HBC is navigating a delicate balance, trying to capitalize on nostalgia for the Zellers brand while also setting expectations that things will be different this time around.

For example, the company has communicated that there is no room for Zellers diners in 8,000- to 10,000-square-foot spaces. (HBC is testing out food trucks, however, with some menu items from the old restaurant.)

They are also hoping to bring back Zeddy, but in a way that involves Campfire Circle, the charity that “adopted” the mascot and still uses him (under the name Barry) to encourage children at its camps who are going through cancer treatment. The charity will continue to use the bear, and the company is in talks on how to involve it in Zeddy’s comeback story.

Some of the change, they hope, will be positive – particularly the design of products such as the wooden children’s toys, scented oil diffusers and heavy enamelled cookware. “It’s incredible styling,” Ms. Hwang-Judiesch says. “We’re saying ‘value’ versus ‘discount.’ I think there’s a lot of white space in the market for that.”

Zellers will also have an e-commerce strategy. The site will have the same threshold for free delivery as TheBay.com ($69, or $39 for those shopping with the store-branded Mastercard), with a harmonized checkout that allows visitors to shop across both stores in one order. That could set Zellers apart from discounters with little to no e-commerce presence, such as Dollarama and HomeSense, and those that charge more for delivery, such as Ikea.

But as brick-and-mortar continues to drive the bulk of Hudson’s Bay sales, luring people to stores is a priority. Nostalgia will not be enough to build the brand on its own, but Ms. Hwang-Judiesch’s goal is to draw in curious customers, in the hopes that they browse not only at Zellers but in the rest of the store as well.

“We know that Zellers is going to drive higher productivity within the space. That’s part of the reason why we made the decision,” she says. “We do think that there’s going to be a halo effect.”

**RECORDED INFORMATION**

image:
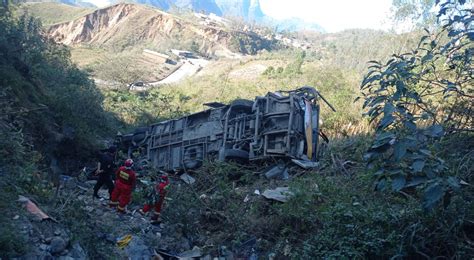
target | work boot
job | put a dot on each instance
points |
(155, 219)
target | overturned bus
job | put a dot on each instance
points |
(283, 124)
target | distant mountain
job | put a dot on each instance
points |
(295, 24)
(125, 25)
(249, 10)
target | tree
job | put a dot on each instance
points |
(417, 98)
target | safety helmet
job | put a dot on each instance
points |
(163, 176)
(112, 149)
(128, 163)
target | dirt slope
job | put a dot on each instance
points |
(124, 25)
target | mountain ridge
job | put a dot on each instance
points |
(125, 24)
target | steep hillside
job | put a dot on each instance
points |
(51, 13)
(125, 25)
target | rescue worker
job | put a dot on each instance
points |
(105, 170)
(125, 181)
(156, 198)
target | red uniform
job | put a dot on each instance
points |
(157, 198)
(124, 183)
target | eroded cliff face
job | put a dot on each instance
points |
(125, 25)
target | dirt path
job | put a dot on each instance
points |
(189, 68)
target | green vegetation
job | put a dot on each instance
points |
(49, 109)
(52, 13)
(397, 183)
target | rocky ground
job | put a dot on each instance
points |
(50, 238)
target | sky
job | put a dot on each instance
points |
(333, 15)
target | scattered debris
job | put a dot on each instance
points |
(33, 209)
(187, 178)
(195, 252)
(281, 194)
(247, 198)
(124, 241)
(279, 171)
(305, 164)
(57, 245)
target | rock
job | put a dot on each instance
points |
(184, 244)
(206, 257)
(57, 245)
(277, 172)
(281, 194)
(195, 252)
(305, 164)
(89, 208)
(110, 238)
(44, 247)
(77, 252)
(137, 249)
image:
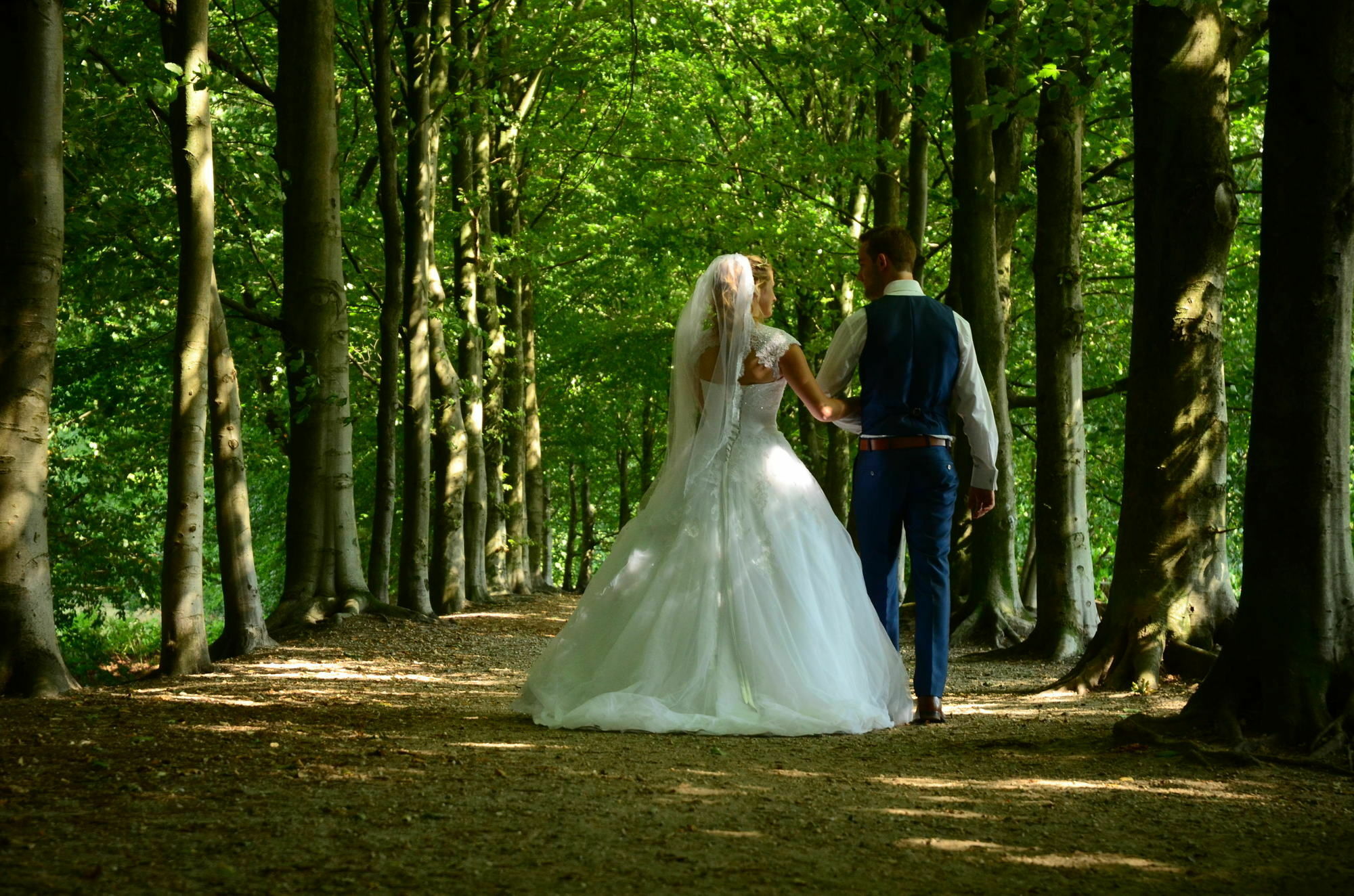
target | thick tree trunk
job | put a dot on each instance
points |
(572, 539)
(590, 526)
(447, 576)
(420, 179)
(244, 631)
(1065, 580)
(992, 617)
(1172, 583)
(392, 309)
(538, 523)
(324, 565)
(472, 344)
(919, 155)
(183, 626)
(32, 233)
(1288, 667)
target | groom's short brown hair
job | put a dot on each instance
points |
(892, 242)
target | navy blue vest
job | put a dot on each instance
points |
(908, 367)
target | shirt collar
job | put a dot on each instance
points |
(904, 288)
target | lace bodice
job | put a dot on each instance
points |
(768, 344)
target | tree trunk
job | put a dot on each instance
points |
(1065, 579)
(992, 617)
(919, 151)
(624, 477)
(572, 539)
(538, 503)
(420, 179)
(183, 626)
(515, 445)
(447, 577)
(590, 520)
(392, 308)
(648, 436)
(812, 436)
(244, 631)
(842, 445)
(1288, 668)
(324, 566)
(472, 344)
(496, 347)
(32, 233)
(889, 122)
(1172, 581)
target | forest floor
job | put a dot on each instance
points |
(384, 756)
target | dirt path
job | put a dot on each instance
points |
(384, 756)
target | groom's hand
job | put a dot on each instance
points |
(981, 501)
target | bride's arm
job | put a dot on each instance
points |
(794, 367)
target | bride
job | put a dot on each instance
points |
(733, 603)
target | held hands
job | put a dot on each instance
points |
(981, 501)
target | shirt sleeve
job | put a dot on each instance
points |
(976, 409)
(840, 363)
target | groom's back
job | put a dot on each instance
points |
(908, 367)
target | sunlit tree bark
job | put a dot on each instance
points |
(1288, 668)
(32, 233)
(183, 627)
(1172, 584)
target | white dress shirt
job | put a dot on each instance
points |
(970, 400)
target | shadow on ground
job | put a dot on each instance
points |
(384, 756)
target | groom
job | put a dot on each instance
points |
(917, 365)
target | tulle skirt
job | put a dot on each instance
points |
(733, 608)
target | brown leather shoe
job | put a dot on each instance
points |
(930, 713)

**HOW TO COMPLETE THIS TASK**
Translate this sentence from the Zellers article into Spanish: "HBC is navigating a delicate balance, trying to capitalize on nostalgia for the Zellers brand while also setting expectations that things will be different this time around."

**FINISHED EXERCISE**
HBC mantiene un delicado equilibrio, tratando de sacar provecho de la nostalgia por la marca Zellers y, al mismo tiempo, dejando claro que esta vez las cosas serán diferentes.